--- Start of Supplied material ---
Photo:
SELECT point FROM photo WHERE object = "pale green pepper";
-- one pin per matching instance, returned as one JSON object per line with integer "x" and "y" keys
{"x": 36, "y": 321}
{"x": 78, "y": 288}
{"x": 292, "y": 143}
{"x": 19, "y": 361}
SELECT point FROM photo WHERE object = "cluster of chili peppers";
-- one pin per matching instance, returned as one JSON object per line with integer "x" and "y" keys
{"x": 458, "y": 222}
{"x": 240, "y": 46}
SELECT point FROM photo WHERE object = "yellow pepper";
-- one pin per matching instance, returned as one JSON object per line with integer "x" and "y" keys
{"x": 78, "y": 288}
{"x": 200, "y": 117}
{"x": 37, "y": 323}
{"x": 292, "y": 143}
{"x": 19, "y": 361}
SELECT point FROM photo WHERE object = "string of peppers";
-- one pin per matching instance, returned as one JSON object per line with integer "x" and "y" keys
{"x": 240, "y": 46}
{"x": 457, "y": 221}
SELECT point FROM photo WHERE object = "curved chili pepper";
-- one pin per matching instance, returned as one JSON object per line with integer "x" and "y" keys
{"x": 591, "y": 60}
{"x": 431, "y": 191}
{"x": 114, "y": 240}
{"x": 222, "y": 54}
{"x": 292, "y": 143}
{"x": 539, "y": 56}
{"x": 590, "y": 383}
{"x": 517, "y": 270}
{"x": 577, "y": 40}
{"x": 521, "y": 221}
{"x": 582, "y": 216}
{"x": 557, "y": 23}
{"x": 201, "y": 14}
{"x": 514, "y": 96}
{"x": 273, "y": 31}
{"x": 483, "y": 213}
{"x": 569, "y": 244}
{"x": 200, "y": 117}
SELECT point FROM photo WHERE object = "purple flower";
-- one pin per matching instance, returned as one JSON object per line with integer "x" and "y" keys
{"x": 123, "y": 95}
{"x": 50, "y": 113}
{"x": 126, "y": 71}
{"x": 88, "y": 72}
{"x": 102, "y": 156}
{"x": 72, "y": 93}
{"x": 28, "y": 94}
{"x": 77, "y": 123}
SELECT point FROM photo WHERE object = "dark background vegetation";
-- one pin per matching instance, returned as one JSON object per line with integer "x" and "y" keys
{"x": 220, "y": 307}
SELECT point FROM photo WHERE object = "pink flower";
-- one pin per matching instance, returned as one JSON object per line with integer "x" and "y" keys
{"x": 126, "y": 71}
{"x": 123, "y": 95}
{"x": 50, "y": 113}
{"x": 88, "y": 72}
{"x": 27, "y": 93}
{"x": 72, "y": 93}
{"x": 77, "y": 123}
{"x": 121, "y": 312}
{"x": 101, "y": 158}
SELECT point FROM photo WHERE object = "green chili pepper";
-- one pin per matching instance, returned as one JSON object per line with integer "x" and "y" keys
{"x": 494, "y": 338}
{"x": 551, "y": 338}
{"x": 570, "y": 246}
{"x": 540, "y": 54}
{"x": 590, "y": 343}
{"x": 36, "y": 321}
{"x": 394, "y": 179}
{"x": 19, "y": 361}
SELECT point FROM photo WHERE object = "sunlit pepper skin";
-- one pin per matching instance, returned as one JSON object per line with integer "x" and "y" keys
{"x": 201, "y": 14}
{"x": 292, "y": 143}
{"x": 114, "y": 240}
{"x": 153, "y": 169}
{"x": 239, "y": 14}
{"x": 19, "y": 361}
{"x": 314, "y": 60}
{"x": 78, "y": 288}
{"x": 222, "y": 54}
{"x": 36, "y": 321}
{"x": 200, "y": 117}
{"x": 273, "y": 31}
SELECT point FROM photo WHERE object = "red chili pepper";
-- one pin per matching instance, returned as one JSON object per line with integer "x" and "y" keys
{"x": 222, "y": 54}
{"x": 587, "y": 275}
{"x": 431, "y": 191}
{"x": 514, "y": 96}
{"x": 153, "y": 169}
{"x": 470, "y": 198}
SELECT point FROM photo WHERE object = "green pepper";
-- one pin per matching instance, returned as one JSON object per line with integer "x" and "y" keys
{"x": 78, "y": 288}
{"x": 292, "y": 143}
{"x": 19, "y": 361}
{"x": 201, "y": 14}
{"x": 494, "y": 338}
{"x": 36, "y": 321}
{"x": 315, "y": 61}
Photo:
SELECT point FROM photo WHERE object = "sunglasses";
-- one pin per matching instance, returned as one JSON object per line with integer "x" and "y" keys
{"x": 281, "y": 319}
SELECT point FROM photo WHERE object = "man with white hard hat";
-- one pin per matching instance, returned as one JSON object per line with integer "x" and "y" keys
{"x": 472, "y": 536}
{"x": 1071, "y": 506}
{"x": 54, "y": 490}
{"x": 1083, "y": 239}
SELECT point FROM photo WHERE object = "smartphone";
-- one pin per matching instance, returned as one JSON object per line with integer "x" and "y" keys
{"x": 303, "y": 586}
--- End of Supplied material ---
**Work to do:**
Render all of the lines above as a JSON list of strings, one string per line, omitting any blank lines.

**Written answer:**
[
  "Photo:",
  "SELECT point FROM photo WHERE object = \"pale green pepper\";",
  "-- one pin per matching instance, returned as one JSON object per line with integer \"x\" and \"y\" keys",
  "{\"x\": 36, \"y\": 321}",
  "{\"x\": 78, \"y\": 288}",
  "{\"x\": 292, \"y\": 143}",
  "{\"x\": 19, \"y\": 361}",
  "SELECT point FROM photo WHERE object = \"cluster of chili peppers\";",
  "-- one pin per matching instance, returned as one JSON object per line with integer \"x\" and \"y\" keys",
  "{\"x\": 458, \"y\": 222}",
  "{\"x\": 240, \"y\": 46}",
  "SELECT point FROM photo WHERE object = \"yellow pepper\";",
  "-- one pin per matching instance, returned as one JSON object per line with integer \"x\" and \"y\" keys",
  "{\"x\": 78, \"y\": 288}",
  "{\"x\": 200, \"y\": 117}",
  "{\"x\": 37, \"y\": 323}",
  "{\"x\": 292, \"y\": 143}",
  "{\"x\": 19, \"y\": 361}",
  "SELECT point FROM photo WHERE object = \"string of peppers\";",
  "-- one pin per matching instance, returned as one JSON object per line with integer \"x\" and \"y\" keys",
  "{\"x\": 240, \"y\": 46}",
  "{\"x\": 457, \"y\": 221}",
  "SELECT point FROM photo WHERE object = \"curved chili pepper\";",
  "-- one pin per matching instance, returned as one JSON object per line with integer \"x\" and \"y\" keys",
  "{\"x\": 591, \"y\": 60}",
  "{\"x\": 431, \"y\": 191}",
  "{\"x\": 114, \"y\": 240}",
  "{\"x\": 222, \"y\": 54}",
  "{\"x\": 292, \"y\": 143}",
  "{\"x\": 539, \"y\": 56}",
  "{\"x\": 590, \"y\": 383}",
  "{\"x\": 517, \"y\": 270}",
  "{\"x\": 577, \"y\": 40}",
  "{\"x\": 521, \"y\": 221}",
  "{\"x\": 582, \"y\": 216}",
  "{\"x\": 557, \"y\": 23}",
  "{\"x\": 201, \"y\": 14}",
  "{\"x\": 514, \"y\": 96}",
  "{\"x\": 273, \"y\": 31}",
  "{\"x\": 483, \"y\": 213}",
  "{\"x\": 569, \"y\": 244}",
  "{\"x\": 200, \"y\": 117}",
  "SELECT point FROM photo WHERE object = \"purple flower\";",
  "-- one pin per matching instance, returned as one JSON object per line with integer \"x\" and \"y\" keys",
  "{\"x\": 123, \"y\": 95}",
  "{\"x\": 50, \"y\": 113}",
  "{\"x\": 126, \"y\": 71}",
  "{\"x\": 88, \"y\": 72}",
  "{\"x\": 102, \"y\": 156}",
  "{\"x\": 72, \"y\": 93}",
  "{\"x\": 28, \"y\": 94}",
  "{\"x\": 77, \"y\": 123}",
  "SELECT point FROM photo WHERE object = \"dark background vegetation\";",
  "-- one pin per matching instance, returned as one JSON object per line with integer \"x\" and \"y\" keys",
  "{\"x\": 220, \"y\": 307}",
  "SELECT point FROM photo WHERE object = \"pink flower\";",
  "-- one pin per matching instance, returned as one JSON object per line with integer \"x\" and \"y\" keys",
  "{\"x\": 126, \"y\": 71}",
  "{\"x\": 123, \"y\": 95}",
  "{\"x\": 50, \"y\": 113}",
  "{\"x\": 88, \"y\": 72}",
  "{\"x\": 27, \"y\": 93}",
  "{\"x\": 72, \"y\": 93}",
  "{\"x\": 77, \"y\": 123}",
  "{\"x\": 121, \"y\": 312}",
  "{\"x\": 101, \"y\": 158}",
  "SELECT point FROM photo WHERE object = \"green chili pepper\";",
  "-- one pin per matching instance, returned as one JSON object per line with integer \"x\" and \"y\" keys",
  "{\"x\": 494, \"y\": 338}",
  "{\"x\": 551, \"y\": 338}",
  "{\"x\": 570, \"y\": 246}",
  "{\"x\": 540, \"y\": 54}",
  "{\"x\": 590, \"y\": 343}",
  "{\"x\": 36, \"y\": 321}",
  "{\"x\": 394, \"y\": 179}",
  "{\"x\": 19, \"y\": 361}",
  "SELECT point FROM photo WHERE object = \"sunlit pepper skin\";",
  "-- one pin per matching instance, returned as one JSON object per line with integer \"x\" and \"y\" keys",
  "{\"x\": 201, \"y\": 14}",
  "{\"x\": 292, \"y\": 143}",
  "{\"x\": 114, \"y\": 240}",
  "{\"x\": 153, \"y\": 169}",
  "{\"x\": 239, \"y\": 14}",
  "{\"x\": 19, \"y\": 361}",
  "{\"x\": 314, \"y\": 60}",
  "{\"x\": 78, \"y\": 288}",
  "{\"x\": 222, \"y\": 54}",
  "{\"x\": 36, \"y\": 321}",
  "{\"x\": 200, \"y\": 117}",
  "{\"x\": 273, \"y\": 31}",
  "SELECT point FROM photo WHERE object = \"red chili pepper\";",
  "-- one pin per matching instance, returned as one JSON object per line with integer \"x\" and \"y\" keys",
  "{\"x\": 222, \"y\": 54}",
  "{\"x\": 587, \"y\": 275}",
  "{\"x\": 431, \"y\": 191}",
  "{\"x\": 514, \"y\": 96}",
  "{\"x\": 153, \"y\": 169}",
  "{\"x\": 470, \"y\": 198}",
  "SELECT point FROM photo WHERE object = \"green pepper\";",
  "-- one pin per matching instance, returned as one JSON object per line with integer \"x\" and \"y\" keys",
  "{\"x\": 78, \"y\": 288}",
  "{\"x\": 292, \"y\": 143}",
  "{\"x\": 19, \"y\": 361}",
  "{\"x\": 201, \"y\": 14}",
  "{\"x\": 494, \"y\": 338}",
  "{\"x\": 36, \"y\": 321}",
  "{\"x\": 315, \"y\": 61}",
  "Photo:",
  "SELECT point FROM photo WHERE object = \"sunglasses\";",
  "-- one pin per matching instance, returned as one JSON object per line with integer \"x\" and \"y\" keys",
  "{\"x\": 281, \"y\": 319}",
  "SELECT point FROM photo WHERE object = \"man with white hard hat\";",
  "-- one pin per matching instance, returned as one JSON object per line with integer \"x\" and \"y\" keys",
  "{\"x\": 472, \"y\": 536}",
  "{\"x\": 1071, \"y\": 506}",
  "{\"x\": 54, \"y\": 490}",
  "{\"x\": 1083, \"y\": 239}",
  "SELECT point FROM photo WHERE object = \"smartphone\";",
  "-- one pin per matching instance, returned as one JSON object per line with integer \"x\" and \"y\" keys",
  "{\"x\": 303, \"y\": 586}"
]